━━━ GIVEN ENTRIES

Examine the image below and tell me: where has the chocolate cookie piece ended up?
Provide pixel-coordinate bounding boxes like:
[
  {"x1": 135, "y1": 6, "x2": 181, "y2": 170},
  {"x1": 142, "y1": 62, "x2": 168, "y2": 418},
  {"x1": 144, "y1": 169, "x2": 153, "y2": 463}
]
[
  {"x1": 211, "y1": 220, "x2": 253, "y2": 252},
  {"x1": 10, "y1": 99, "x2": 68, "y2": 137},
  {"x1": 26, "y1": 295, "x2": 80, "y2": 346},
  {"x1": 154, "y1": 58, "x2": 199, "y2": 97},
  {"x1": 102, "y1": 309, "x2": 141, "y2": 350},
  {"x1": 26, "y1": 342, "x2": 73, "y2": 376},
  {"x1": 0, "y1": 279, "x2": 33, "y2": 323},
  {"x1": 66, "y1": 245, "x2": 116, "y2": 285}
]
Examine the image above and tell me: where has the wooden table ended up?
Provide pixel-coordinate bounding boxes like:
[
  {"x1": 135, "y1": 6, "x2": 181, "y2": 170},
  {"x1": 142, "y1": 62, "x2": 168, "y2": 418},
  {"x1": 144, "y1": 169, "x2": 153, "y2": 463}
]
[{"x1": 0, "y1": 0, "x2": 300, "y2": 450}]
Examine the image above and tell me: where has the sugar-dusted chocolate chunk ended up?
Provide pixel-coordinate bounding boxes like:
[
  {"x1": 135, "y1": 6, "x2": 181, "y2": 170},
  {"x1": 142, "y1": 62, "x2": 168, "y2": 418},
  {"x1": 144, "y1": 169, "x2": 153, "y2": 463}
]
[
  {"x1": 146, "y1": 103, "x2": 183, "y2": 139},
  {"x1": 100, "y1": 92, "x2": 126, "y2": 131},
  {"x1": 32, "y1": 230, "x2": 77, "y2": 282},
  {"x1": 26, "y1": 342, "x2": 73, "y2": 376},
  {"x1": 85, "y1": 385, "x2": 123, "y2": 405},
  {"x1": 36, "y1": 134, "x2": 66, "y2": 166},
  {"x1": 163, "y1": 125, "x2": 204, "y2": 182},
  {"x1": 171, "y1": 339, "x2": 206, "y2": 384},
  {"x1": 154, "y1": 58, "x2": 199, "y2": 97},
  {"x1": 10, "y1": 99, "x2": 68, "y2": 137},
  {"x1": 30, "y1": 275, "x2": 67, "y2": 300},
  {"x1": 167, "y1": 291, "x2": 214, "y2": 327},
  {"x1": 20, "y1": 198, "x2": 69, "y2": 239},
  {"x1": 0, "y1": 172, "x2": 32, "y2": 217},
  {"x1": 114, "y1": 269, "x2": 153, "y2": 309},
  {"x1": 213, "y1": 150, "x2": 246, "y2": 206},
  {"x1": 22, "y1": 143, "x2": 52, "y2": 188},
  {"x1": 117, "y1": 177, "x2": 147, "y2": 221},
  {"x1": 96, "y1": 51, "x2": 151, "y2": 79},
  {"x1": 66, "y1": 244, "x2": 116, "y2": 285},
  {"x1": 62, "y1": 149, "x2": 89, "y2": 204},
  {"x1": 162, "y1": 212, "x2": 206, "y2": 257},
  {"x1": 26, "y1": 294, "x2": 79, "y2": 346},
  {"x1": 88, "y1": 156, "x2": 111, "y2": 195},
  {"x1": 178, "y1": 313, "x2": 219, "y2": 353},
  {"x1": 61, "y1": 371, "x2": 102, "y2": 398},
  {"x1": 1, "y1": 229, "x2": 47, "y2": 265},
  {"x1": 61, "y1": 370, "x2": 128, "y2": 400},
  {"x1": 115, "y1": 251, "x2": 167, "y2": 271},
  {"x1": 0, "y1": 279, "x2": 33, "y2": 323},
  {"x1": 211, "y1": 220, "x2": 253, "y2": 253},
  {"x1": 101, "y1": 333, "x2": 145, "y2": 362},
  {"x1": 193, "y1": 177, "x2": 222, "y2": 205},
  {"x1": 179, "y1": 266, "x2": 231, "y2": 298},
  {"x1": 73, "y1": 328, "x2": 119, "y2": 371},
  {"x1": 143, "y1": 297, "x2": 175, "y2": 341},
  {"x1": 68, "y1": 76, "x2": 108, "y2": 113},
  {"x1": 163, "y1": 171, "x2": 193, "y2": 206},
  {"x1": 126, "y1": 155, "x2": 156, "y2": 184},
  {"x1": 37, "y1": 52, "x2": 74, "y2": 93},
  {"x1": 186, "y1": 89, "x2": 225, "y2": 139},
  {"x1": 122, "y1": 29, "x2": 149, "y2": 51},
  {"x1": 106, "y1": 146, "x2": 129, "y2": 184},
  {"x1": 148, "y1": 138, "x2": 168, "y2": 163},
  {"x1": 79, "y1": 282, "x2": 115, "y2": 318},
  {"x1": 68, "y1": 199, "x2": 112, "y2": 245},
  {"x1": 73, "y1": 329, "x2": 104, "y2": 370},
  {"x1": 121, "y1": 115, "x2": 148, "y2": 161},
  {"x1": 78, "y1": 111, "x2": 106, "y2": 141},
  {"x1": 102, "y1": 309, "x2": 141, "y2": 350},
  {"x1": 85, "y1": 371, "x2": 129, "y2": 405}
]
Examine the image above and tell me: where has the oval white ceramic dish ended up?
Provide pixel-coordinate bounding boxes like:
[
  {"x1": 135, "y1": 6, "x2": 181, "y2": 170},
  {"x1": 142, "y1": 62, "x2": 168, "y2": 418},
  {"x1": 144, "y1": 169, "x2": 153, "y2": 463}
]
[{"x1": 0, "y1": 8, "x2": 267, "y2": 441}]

━━━━━━

EXERCISE AIM
Write out every entry above, word for word.

RESPONSE
Examine the image below and tell me: where has the chocolate cookie piece ended up?
Provide pixel-coordinate bounding boxes like:
[
  {"x1": 135, "y1": 6, "x2": 181, "y2": 170},
  {"x1": 142, "y1": 62, "x2": 168, "y2": 418},
  {"x1": 144, "y1": 169, "x2": 153, "y2": 463}
]
[
  {"x1": 211, "y1": 220, "x2": 253, "y2": 252},
  {"x1": 10, "y1": 99, "x2": 68, "y2": 137},
  {"x1": 26, "y1": 295, "x2": 80, "y2": 346},
  {"x1": 154, "y1": 58, "x2": 199, "y2": 97},
  {"x1": 102, "y1": 309, "x2": 141, "y2": 350},
  {"x1": 26, "y1": 342, "x2": 73, "y2": 376},
  {"x1": 0, "y1": 279, "x2": 33, "y2": 323},
  {"x1": 66, "y1": 245, "x2": 116, "y2": 285}
]
Examine the image above and tell me: where has the wooden table ended up?
Provide pixel-coordinate bounding boxes like:
[
  {"x1": 135, "y1": 6, "x2": 181, "y2": 170},
  {"x1": 142, "y1": 62, "x2": 168, "y2": 418},
  {"x1": 144, "y1": 169, "x2": 153, "y2": 463}
]
[{"x1": 0, "y1": 0, "x2": 300, "y2": 450}]
Examine the image above and tell me: where has the sugar-dusted chocolate chunk ended up?
Provide pixel-coordinate bounding boxes like:
[
  {"x1": 135, "y1": 6, "x2": 181, "y2": 170},
  {"x1": 142, "y1": 62, "x2": 168, "y2": 418},
  {"x1": 144, "y1": 169, "x2": 153, "y2": 463}
]
[
  {"x1": 146, "y1": 103, "x2": 183, "y2": 139},
  {"x1": 100, "y1": 92, "x2": 126, "y2": 131},
  {"x1": 32, "y1": 230, "x2": 77, "y2": 282},
  {"x1": 26, "y1": 342, "x2": 73, "y2": 376},
  {"x1": 85, "y1": 385, "x2": 123, "y2": 405},
  {"x1": 36, "y1": 134, "x2": 66, "y2": 166},
  {"x1": 163, "y1": 125, "x2": 204, "y2": 182},
  {"x1": 171, "y1": 339, "x2": 206, "y2": 384},
  {"x1": 154, "y1": 58, "x2": 199, "y2": 97},
  {"x1": 10, "y1": 99, "x2": 68, "y2": 137},
  {"x1": 30, "y1": 275, "x2": 67, "y2": 300},
  {"x1": 167, "y1": 291, "x2": 214, "y2": 327},
  {"x1": 20, "y1": 198, "x2": 69, "y2": 239},
  {"x1": 0, "y1": 172, "x2": 32, "y2": 217},
  {"x1": 114, "y1": 269, "x2": 153, "y2": 309},
  {"x1": 213, "y1": 150, "x2": 246, "y2": 206},
  {"x1": 22, "y1": 143, "x2": 52, "y2": 188},
  {"x1": 117, "y1": 177, "x2": 147, "y2": 221},
  {"x1": 96, "y1": 51, "x2": 151, "y2": 79},
  {"x1": 66, "y1": 244, "x2": 116, "y2": 285},
  {"x1": 62, "y1": 149, "x2": 89, "y2": 204},
  {"x1": 162, "y1": 212, "x2": 206, "y2": 257},
  {"x1": 26, "y1": 294, "x2": 79, "y2": 346},
  {"x1": 88, "y1": 156, "x2": 111, "y2": 195},
  {"x1": 178, "y1": 313, "x2": 219, "y2": 353},
  {"x1": 61, "y1": 371, "x2": 102, "y2": 398},
  {"x1": 1, "y1": 229, "x2": 47, "y2": 265},
  {"x1": 61, "y1": 370, "x2": 128, "y2": 400},
  {"x1": 115, "y1": 251, "x2": 167, "y2": 271},
  {"x1": 0, "y1": 279, "x2": 33, "y2": 323},
  {"x1": 211, "y1": 220, "x2": 253, "y2": 253},
  {"x1": 101, "y1": 333, "x2": 145, "y2": 362},
  {"x1": 193, "y1": 177, "x2": 222, "y2": 205},
  {"x1": 179, "y1": 266, "x2": 231, "y2": 298},
  {"x1": 73, "y1": 328, "x2": 119, "y2": 371},
  {"x1": 143, "y1": 297, "x2": 175, "y2": 341},
  {"x1": 68, "y1": 76, "x2": 108, "y2": 113},
  {"x1": 163, "y1": 171, "x2": 193, "y2": 206},
  {"x1": 126, "y1": 155, "x2": 156, "y2": 184},
  {"x1": 37, "y1": 52, "x2": 74, "y2": 93},
  {"x1": 186, "y1": 89, "x2": 225, "y2": 139},
  {"x1": 122, "y1": 29, "x2": 149, "y2": 51},
  {"x1": 106, "y1": 146, "x2": 129, "y2": 184},
  {"x1": 148, "y1": 138, "x2": 168, "y2": 163},
  {"x1": 79, "y1": 282, "x2": 115, "y2": 318},
  {"x1": 68, "y1": 199, "x2": 112, "y2": 245},
  {"x1": 73, "y1": 329, "x2": 104, "y2": 370},
  {"x1": 121, "y1": 115, "x2": 148, "y2": 161},
  {"x1": 78, "y1": 111, "x2": 106, "y2": 141},
  {"x1": 102, "y1": 309, "x2": 141, "y2": 350},
  {"x1": 85, "y1": 371, "x2": 129, "y2": 405}
]
Examine the image above and tell me: where has the oval white ceramic dish ended up?
Provide pixel-coordinate bounding boxes like:
[
  {"x1": 135, "y1": 6, "x2": 181, "y2": 170},
  {"x1": 142, "y1": 62, "x2": 168, "y2": 418},
  {"x1": 144, "y1": 169, "x2": 153, "y2": 463}
]
[{"x1": 0, "y1": 8, "x2": 267, "y2": 441}]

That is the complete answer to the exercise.